>> Start
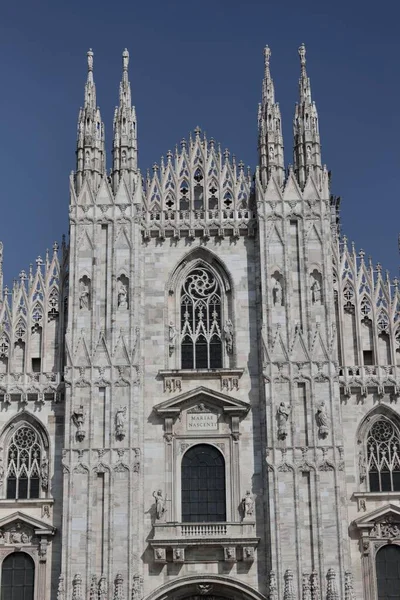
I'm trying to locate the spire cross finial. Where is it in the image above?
[122,48,129,71]
[87,48,93,72]
[299,44,306,68]
[264,46,271,68]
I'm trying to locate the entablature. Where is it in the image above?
[158,369,244,393]
[150,522,259,563]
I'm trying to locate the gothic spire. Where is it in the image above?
[293,44,322,188]
[76,49,106,193]
[258,46,285,187]
[113,48,137,193]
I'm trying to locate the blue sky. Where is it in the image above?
[0,0,400,283]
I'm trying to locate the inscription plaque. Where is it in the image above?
[187,412,218,431]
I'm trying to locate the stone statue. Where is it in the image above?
[272,279,283,306]
[115,406,126,440]
[72,405,86,442]
[153,490,166,521]
[315,402,329,437]
[224,319,233,354]
[118,281,128,308]
[276,402,290,440]
[79,278,90,310]
[311,279,321,304]
[241,490,254,519]
[40,453,49,492]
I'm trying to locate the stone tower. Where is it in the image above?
[0,45,400,600]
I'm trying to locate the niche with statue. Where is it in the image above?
[310,269,322,305]
[271,271,285,308]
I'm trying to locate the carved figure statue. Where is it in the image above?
[40,453,49,492]
[118,281,128,308]
[242,490,254,519]
[276,402,290,440]
[72,405,86,442]
[272,279,283,306]
[269,146,275,160]
[153,490,166,521]
[311,279,321,304]
[315,402,329,437]
[79,278,90,310]
[115,406,126,440]
[224,319,233,354]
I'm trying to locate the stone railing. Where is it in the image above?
[142,209,256,239]
[149,521,259,563]
[0,372,62,404]
[338,365,400,396]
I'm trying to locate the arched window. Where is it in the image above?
[367,418,400,492]
[1,552,35,600]
[181,267,222,369]
[182,444,226,523]
[7,423,44,499]
[376,544,400,600]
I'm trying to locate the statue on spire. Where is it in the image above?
[122,48,129,71]
[87,48,93,71]
[299,44,306,67]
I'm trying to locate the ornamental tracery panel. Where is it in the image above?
[180,266,223,369]
[366,418,400,492]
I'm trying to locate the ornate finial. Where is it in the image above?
[299,44,306,67]
[326,569,339,600]
[87,48,93,71]
[122,48,129,71]
[283,569,295,600]
[264,46,271,67]
[268,571,278,600]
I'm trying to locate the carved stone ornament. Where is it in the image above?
[370,515,400,539]
[131,573,143,600]
[224,546,236,562]
[276,402,290,440]
[115,406,126,441]
[224,319,233,354]
[40,452,49,492]
[72,573,83,600]
[153,490,167,521]
[240,490,254,520]
[196,583,214,596]
[172,548,185,562]
[154,548,167,563]
[114,573,125,600]
[315,402,329,438]
[72,405,86,442]
[243,546,254,562]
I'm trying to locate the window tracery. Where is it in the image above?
[6,423,48,499]
[181,267,222,369]
[366,418,400,492]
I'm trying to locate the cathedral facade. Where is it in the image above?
[0,46,400,600]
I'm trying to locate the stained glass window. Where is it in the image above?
[182,444,226,523]
[181,267,222,369]
[367,419,400,492]
[7,425,42,499]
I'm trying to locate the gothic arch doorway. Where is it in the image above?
[146,575,266,600]
[376,544,400,600]
[1,552,35,600]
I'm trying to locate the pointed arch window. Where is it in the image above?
[7,423,48,499]
[1,552,35,600]
[367,418,400,492]
[182,444,226,523]
[181,267,222,369]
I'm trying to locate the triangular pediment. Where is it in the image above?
[353,504,400,529]
[0,510,56,535]
[154,386,250,416]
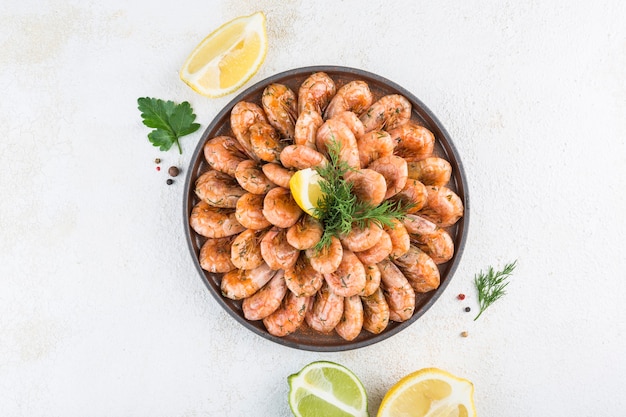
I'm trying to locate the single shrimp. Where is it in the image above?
[305,236,343,274]
[198,237,235,273]
[263,291,310,337]
[235,193,272,230]
[203,136,248,177]
[361,94,412,132]
[249,122,284,162]
[331,111,365,138]
[287,213,324,250]
[355,231,393,265]
[340,222,383,250]
[263,187,304,229]
[293,110,324,150]
[335,295,363,341]
[261,83,298,139]
[285,253,324,296]
[388,122,435,162]
[195,169,246,208]
[235,159,276,195]
[368,155,409,199]
[280,145,328,169]
[392,178,428,214]
[378,259,415,323]
[315,119,361,169]
[261,227,300,269]
[393,245,441,293]
[230,101,268,160]
[324,80,374,119]
[384,219,411,259]
[220,263,276,300]
[230,229,265,269]
[324,249,367,297]
[304,283,343,333]
[344,168,387,206]
[261,163,294,189]
[361,287,389,334]
[408,156,452,187]
[241,270,287,320]
[356,130,396,168]
[360,264,380,297]
[189,201,246,239]
[419,185,463,227]
[298,72,337,115]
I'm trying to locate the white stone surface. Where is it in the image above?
[0,0,626,417]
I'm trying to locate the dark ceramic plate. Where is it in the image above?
[183,66,469,352]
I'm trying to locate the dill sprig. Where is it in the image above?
[474,260,517,321]
[315,141,409,251]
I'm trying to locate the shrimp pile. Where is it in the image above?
[189,72,463,341]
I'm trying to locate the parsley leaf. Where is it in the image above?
[137,97,200,154]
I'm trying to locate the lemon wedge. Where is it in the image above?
[180,12,267,98]
[289,168,324,217]
[288,361,368,417]
[377,368,476,417]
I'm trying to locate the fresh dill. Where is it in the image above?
[315,141,408,251]
[474,260,517,321]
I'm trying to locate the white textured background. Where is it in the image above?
[0,0,626,417]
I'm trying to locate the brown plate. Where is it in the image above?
[183,66,469,352]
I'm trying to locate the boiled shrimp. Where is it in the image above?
[280,145,328,169]
[344,168,387,206]
[235,159,276,195]
[293,110,324,150]
[305,236,343,274]
[356,130,396,168]
[408,156,452,186]
[263,187,303,229]
[393,245,441,293]
[324,249,366,297]
[195,169,246,208]
[198,237,235,273]
[324,80,374,119]
[304,283,343,333]
[335,295,363,341]
[220,263,276,300]
[419,185,463,227]
[298,72,337,115]
[378,259,415,322]
[203,136,248,177]
[368,155,408,199]
[287,213,324,250]
[361,94,412,132]
[241,270,287,320]
[285,252,324,296]
[230,101,268,160]
[230,229,265,269]
[388,122,435,162]
[261,83,298,139]
[261,227,300,269]
[361,287,389,334]
[263,291,310,337]
[189,201,246,239]
[261,163,294,188]
[235,193,272,230]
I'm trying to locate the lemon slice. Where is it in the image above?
[180,12,267,98]
[377,368,476,417]
[289,168,324,217]
[288,361,368,417]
>> End
Work to complete: Starting with the first line above and going on through the line with "[113,48,137,193]", write those lines out again with 106 added to each bounding-box coordinate, so that every box shifts by that amount. Leave the pictures out of your answer.

Exercise solution:
I'm trying to locate the spire cross finial. Where is it in the image above?
[228,154,235,177]
[193,154,199,178]
[405,150,412,174]
[370,152,377,174]
I'm trying to locate the entablature. Where is it in the image above?
[264,475,350,499]
[256,628,365,669]
I'm trying to locate the gothic spire. Where is it in the image above?
[399,150,428,294]
[182,155,212,299]
[364,152,391,293]
[219,154,243,299]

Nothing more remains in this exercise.